• SELECTED PASSAGE:
--- begin ---

MMC certainly goes to extraordinary lengths to ensure loyalty. A former Putnam executive recalls being grilled by a company psychiatrist in a hotel room for hours during a job interview. Says the former exec: "Everyone has a Dr. [James] Terry story. He would ask questions like: 'What's the worst thing that ever happened to you?' 'What are your views on religion?' 'Who do you vote for?' They tell you they're looking for any signs of malfeasance or criminality. But they're also looking for people who will fit in, lockstep, at the company." An MMC spokeswoman claims that using a psychiatrist for screening purposes is "industry practice." Terry could not be reached for comment.

Once they're in, most people who join MMC's upper echelons must sign binding noncompete agreements, say both current and former employees. "Each time you exercise stock options, you have to sign a new one," says one former exec. MMC calls this, "a generally accepted practice." Employees who leave MMC and then disparage it in public risk losing any deferred compensation to which they are entitled.

One former MMC exec told BusinessWeek: "Gee, I'd love to talk to you. There's a lot to say. But they've got my money."

Since moving to rival broker Willis Group Holdings Ltd. (WSH ), a former Marsh exec says he has been spied on by a private investigator who he suspects was Kroll Inc., which MMC bought in July for $1.9 billion. He says he believes MMC wants to ensure that former employees are not using its proprietary information. MMC would not comment without specific details. Another former exec says MMC constantly monitored internal phone calls. MMC says it is unaware of this....

And despite the unfolding scandals, most industry players still seem to respect Greenberg. He certainly got high marks in his early days as MMC CEO for his handling of the aftermath of the September 11 World Trade Center attacks. Three years earlier, Marsh had leased floors 93 to 100 in Tower One, and 294 MMC employees -- mostly salesmen, secretaries, and analysts in their 20s and 30s -- lost their lives after the first airplane hit. At services, Greenberg spoke movingly about the makeshift memorial that had occupied an entire wall next to the cafeteria at MMC's Sixth Avenue headquarters.

--- end ---

• RECORDED DATA:
--- begin ---

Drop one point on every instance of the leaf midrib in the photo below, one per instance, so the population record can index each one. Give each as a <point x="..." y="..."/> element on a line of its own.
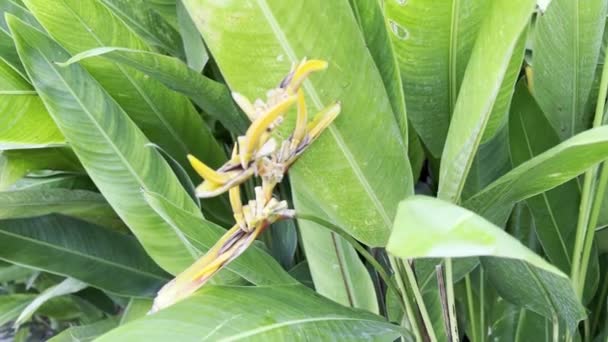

--- end ---

• WHAT TO WORK ON:
A - In the excerpt about MMC, which floors of Tower One had Marsh leased?
B - Rewrite the paragraph of the MMC excerpt that begins "Once they're in" as a short bulleted list, keeping its main facts.
C - Carry the excerpt about MMC forward from its last sentence.

• EXERCISE ANSWERS:
A - Floors 93 to 100.

B -
- Most people who join MMC's upper echelons must sign binding noncompete agreements, according to current and former employees.
- A former exec says a new agreement must be signed each time stock options are exercised.
- MMC calls this "a generally accepted practice."
- Employees who leave MMC and then disparage it in public risk losing any deferred compensation they are entitled to.

C -
After Andrew

Still, just days after September 11, Greenberg and top MMC execs met to figure out how to profit from the disaster. They formed a subsidiary -- Axis Specialty Ltd. -- to sell insurance to corporate customers at three or four times the rates before September 11...

For some industry players the move recalled what Greenberg did in 1992 after Hurricane Andrew slammed into South Florida and wiped out some $15 billion worth of property. Jeff, who was working for dad at AIG, sent out an internal memo stating: "This is an opportunity to get price increases now."

It was leaked to the press, which had a field day -- with one newspaper branding him "a vulture." The memo moved Ralph Nader to complain and Florida regulators to freeze rates....

When Jeff was working under his father in the early '90s, heading up AIG's domestic brokerage group, Marsh sources say Hank raked him over the coals at a meeting in front of top executives.

Hank, they say, had ordered Jeff to deal with a personnel issue, but Jeff had dragged his feet. Says one: "Hank started yelling at Jeff in front of everyone: 'You either fix your management problem, or I'll fix mine!"'

But the coup de grace came in 1995 when Hank abruptly promoted Jeff's younger, less experienced brother Evan, making them equals in AIG's hierarchy. Two weeks later, Jeff left.

Evan, 49, is a college dropout and nonconformist who, by his own admission, had a bit of a troubled youth. But he had a knack for the insurance business and rose quickly at AIG. Unlike Jeff, Evan is one of the few people who stand up to his father. "Evan's scrappy -- a yeller," says an insurance industry veteran....

But in 2000, Evan also resigned from AIG. He now heads Ace Ltd. (ACE), a Bermuda company named in Spitzer's complaint -- along with AIG -- as one of those involved in Marsh's alleged bid-rigging and price-fixing schemes.

Months after exiting AIG, Jeff landed at Marsh & McLennan, where he had worked as a broker in the mid-'70s. As a partner in MMC Capital, the firm's risk-capital unit, he excelled at building MMC's Trident Funds, which invested billions in various insurance entities and real estate, and hoisted himself onto the fast track. He was determined "to show up his dad and brother," says a source familiar with the family.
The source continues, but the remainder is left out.